_Task:_ Produce an exact transcription of the listing below, omitting the pictures.

○ ○ ○

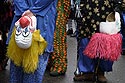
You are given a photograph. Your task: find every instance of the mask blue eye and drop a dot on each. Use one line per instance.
(26, 32)
(18, 31)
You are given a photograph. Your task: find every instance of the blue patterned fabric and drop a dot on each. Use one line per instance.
(17, 75)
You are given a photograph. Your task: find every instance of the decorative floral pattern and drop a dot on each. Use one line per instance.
(58, 59)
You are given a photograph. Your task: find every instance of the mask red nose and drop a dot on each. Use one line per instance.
(24, 22)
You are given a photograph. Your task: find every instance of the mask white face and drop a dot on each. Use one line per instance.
(23, 36)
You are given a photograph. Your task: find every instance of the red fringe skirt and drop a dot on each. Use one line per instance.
(104, 46)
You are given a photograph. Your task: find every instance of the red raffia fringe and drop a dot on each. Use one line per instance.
(104, 46)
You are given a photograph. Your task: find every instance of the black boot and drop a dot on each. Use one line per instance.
(70, 31)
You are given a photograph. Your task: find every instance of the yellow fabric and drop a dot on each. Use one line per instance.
(27, 58)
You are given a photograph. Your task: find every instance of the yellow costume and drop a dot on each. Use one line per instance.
(27, 58)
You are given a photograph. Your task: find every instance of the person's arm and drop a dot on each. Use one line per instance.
(40, 5)
(20, 6)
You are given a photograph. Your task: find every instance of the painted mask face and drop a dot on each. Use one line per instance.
(25, 26)
(23, 37)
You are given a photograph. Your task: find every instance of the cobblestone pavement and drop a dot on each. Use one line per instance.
(117, 76)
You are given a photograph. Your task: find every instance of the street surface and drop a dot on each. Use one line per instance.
(117, 76)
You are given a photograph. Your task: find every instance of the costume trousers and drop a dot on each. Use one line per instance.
(86, 64)
(17, 75)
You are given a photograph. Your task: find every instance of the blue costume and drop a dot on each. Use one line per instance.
(45, 12)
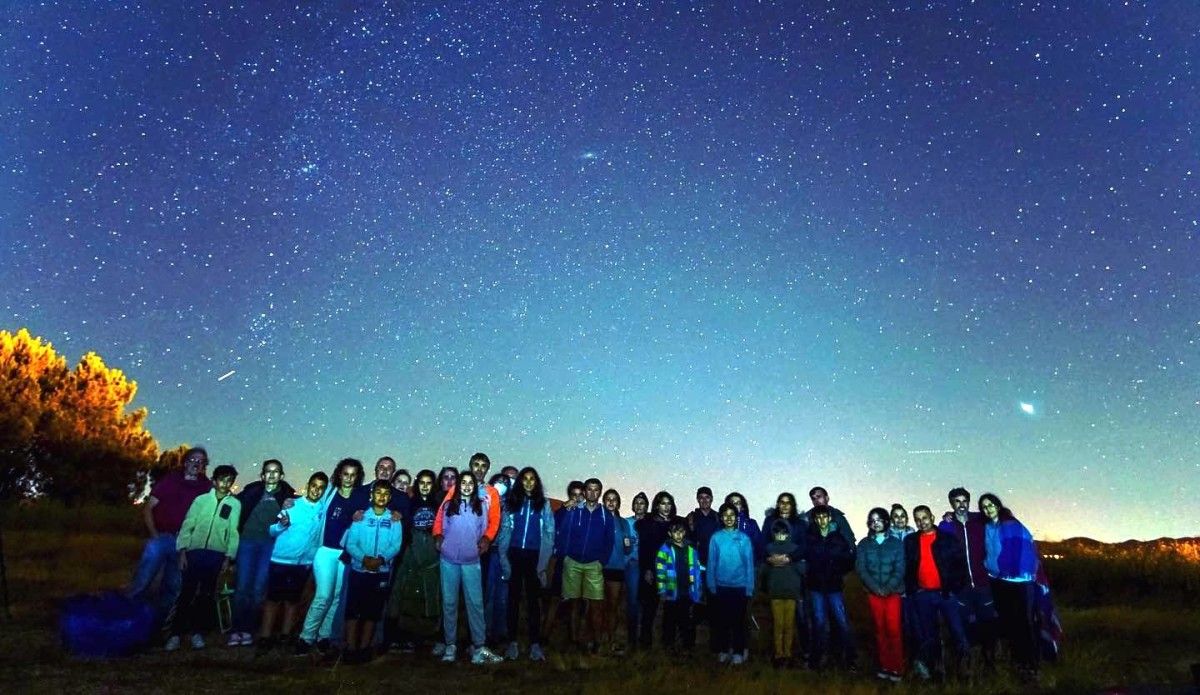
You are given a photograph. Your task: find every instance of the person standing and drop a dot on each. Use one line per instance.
(880, 564)
(207, 544)
(1012, 563)
(163, 513)
(731, 579)
(262, 502)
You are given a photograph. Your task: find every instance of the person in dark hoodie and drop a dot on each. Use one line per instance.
(652, 533)
(880, 564)
(934, 575)
(583, 541)
(829, 558)
(262, 502)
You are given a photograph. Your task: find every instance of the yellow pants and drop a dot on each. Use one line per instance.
(783, 612)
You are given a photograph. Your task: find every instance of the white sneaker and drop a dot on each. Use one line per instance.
(485, 655)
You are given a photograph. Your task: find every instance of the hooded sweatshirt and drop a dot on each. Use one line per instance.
(297, 543)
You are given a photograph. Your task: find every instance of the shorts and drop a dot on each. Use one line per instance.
(582, 581)
(285, 582)
(615, 575)
(366, 595)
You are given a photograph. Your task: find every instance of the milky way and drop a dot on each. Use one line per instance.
(757, 245)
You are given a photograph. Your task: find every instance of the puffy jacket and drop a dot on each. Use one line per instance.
(881, 565)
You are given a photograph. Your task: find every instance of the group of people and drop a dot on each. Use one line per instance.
(352, 568)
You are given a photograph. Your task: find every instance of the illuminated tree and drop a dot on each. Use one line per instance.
(64, 432)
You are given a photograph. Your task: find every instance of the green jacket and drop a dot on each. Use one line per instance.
(211, 525)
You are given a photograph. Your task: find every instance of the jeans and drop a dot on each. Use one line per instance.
(826, 609)
(159, 553)
(197, 606)
(727, 616)
(329, 575)
(927, 606)
(253, 564)
(467, 576)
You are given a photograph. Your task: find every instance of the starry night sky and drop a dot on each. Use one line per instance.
(754, 245)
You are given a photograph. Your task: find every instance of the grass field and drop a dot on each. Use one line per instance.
(1134, 646)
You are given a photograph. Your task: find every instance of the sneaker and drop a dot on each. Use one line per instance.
(485, 655)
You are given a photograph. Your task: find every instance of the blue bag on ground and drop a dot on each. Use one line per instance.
(106, 624)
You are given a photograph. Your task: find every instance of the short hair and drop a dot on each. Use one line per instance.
(225, 471)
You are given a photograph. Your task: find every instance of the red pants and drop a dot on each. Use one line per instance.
(888, 634)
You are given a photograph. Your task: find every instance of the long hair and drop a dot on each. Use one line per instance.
(455, 505)
(516, 497)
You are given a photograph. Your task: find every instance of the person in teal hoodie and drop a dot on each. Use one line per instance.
(679, 582)
(731, 577)
(372, 544)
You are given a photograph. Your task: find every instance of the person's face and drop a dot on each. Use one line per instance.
(479, 467)
(315, 490)
(223, 485)
(924, 521)
(989, 509)
(381, 496)
(384, 468)
(271, 474)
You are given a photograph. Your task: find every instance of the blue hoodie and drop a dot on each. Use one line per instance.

○ ○ ○

_Response area:_
You are given a photograph. Your task: find every instance of the mask blue eye and drop a dot on each. Use one line per instance.
(26, 32)
(18, 31)
You are given a photograph. Your task: find every instance of the blue patterned fabric and drop a dot on each. Use one line per instance.
(17, 75)
You are given a photograph. Your task: find every instance of the decorative floral pattern and drop a dot on each. Use one line per instance.
(58, 59)
You are given a photograph. Your task: find every instance of the mask red nose and drop a dot on each. Use one line per instance.
(24, 22)
You are given a photograph. Your task: find every instance of the mask white face and drop a dot on each. Use one line per instance.
(23, 36)
You are given a photograph. Your task: find every instance of the red fringe skirt and drop a dot on each. Use one line per instance.
(104, 46)
You are given a photograph. Your task: find every instance of the red raffia fringe and drop a dot on each. Use one line per instance.
(104, 46)
You are given a photograph. Your task: find every instance of the black boot and drop a dot on each. Use one line per instance.
(70, 31)
You are given a photograph. Your task: find every instance of the yellow fabric and drop a dot on each. Use one line per instance.
(27, 58)
You are given a photograph. Your task: find every instance of the yellow costume and drop a dot on each. Use one line per instance.
(27, 58)
You are given a photograph. Your task: find every instance of the person's arm and drop a dot on each. Use one line per instance.
(40, 5)
(20, 6)
You are given a photograph. Your task: find every instance of the painted mask face and drop a dot on each. Use one line per instance.
(25, 26)
(23, 37)
You are given a photograph. Your task: find every instance of the cobblestone pavement and drop a dot on each. Use one line per instance.
(117, 76)
You are given a photograph. Your task: find every instance of the street surface and drop a dot on each. Use one line per instance.
(117, 76)
You are given a photograph. Your task: find every instance of the costume trousers and drop a dot on each. Use one line per instance.
(86, 64)
(17, 75)
You are given a photograph. Your task: find every instance of the blue costume and drop a dot on each. Use one line per instance.
(45, 12)
You are given a photograph. Your task: find every instance of the person standing and drop a dot on each. Use one line per instance.
(880, 564)
(207, 544)
(1012, 563)
(163, 513)
(731, 579)
(262, 502)
You are given a photograph. Your task: find every instance of the person in dark hoodie and drop a dot on each. Use one line per instance.
(652, 533)
(880, 564)
(934, 575)
(583, 541)
(829, 558)
(262, 502)
You are given a photograph. Your task: find every instance of the yellow pants and drop a dot on each. Use one line per instance.
(783, 612)
You are given a photograph. Your task: find every instance of the white sneaker and drop a dot on each. Use one line per instance.
(485, 655)
You are given a photograph. Your task: find every instance of the hooded sweatshirt and drop a dot on each. Use one line per instance.
(297, 543)
You are given a photograph. Your task: find every instance of the shorts and drop a dot on each. Use one line per instance.
(582, 581)
(285, 582)
(615, 575)
(366, 595)
You are given a photograph. Your task: find every instance of the milky way and drop a dot on each. Use one line per instance.
(757, 245)
You are given a photograph. Your task: find every instance of the puffy jacket and drop a dot on each. Use one line per instance.
(881, 565)
You are given a photograph. Your task: find every instance of the group of people and drop a dot on each. Use one line per instance.
(352, 568)
You are given a photograph. Your task: find every instance of the illuminated tree and drop a dot on each. Use one line per instance.
(64, 432)
You are given a photograph. Your task: find every instance of the green jacket and drop a dot on each. Use one line per instance.
(211, 525)
You are given a photograph. Your task: find every instance of the jeans and drop a dot on each. Use one line per instance.
(826, 609)
(159, 553)
(197, 606)
(727, 616)
(329, 575)
(927, 606)
(253, 564)
(467, 576)
You are given a photograph. Your task: find every instance of the starry night sky and drop a dot on each. Use one line per instance.
(754, 245)
You are given a photograph. Your task: find every instance of the grass field and drop a dot on each. Use one line per instance.
(1134, 646)
You are given a photograph. Your task: find every instance of the sneaker and drop a dot on each. Use one line per instance.
(485, 655)
You are given a photograph. Your task: find every instance of the blue bag on ground and drop a dot on each. Use one line per instance.
(106, 624)
You are given a photograph. Your task: find every instance of the short hair and drop a dot on each. Use one line per instance.
(225, 471)
You are given a photograph. Your task: find every instance of the red pants and drop a dot on each. Use one line per instance.
(888, 634)
You are given a photograph. Your task: find every instance of the long hair and drop a dot on each. Use one line per instance.
(455, 505)
(516, 497)
You are given a photograph. Your task: find every instance of the person in teal hoodie and drop a dot on each. Use one line per instance.
(679, 582)
(731, 577)
(372, 544)
You are given a photograph. Your task: find every instance of the person's face and drop a dot on each. Use one line per instance.
(479, 467)
(315, 490)
(223, 485)
(924, 521)
(989, 509)
(381, 496)
(384, 468)
(271, 474)
You are given a photograph. Your task: find every instance of the blue hoodie and drop a dot on each. Use one line per instance.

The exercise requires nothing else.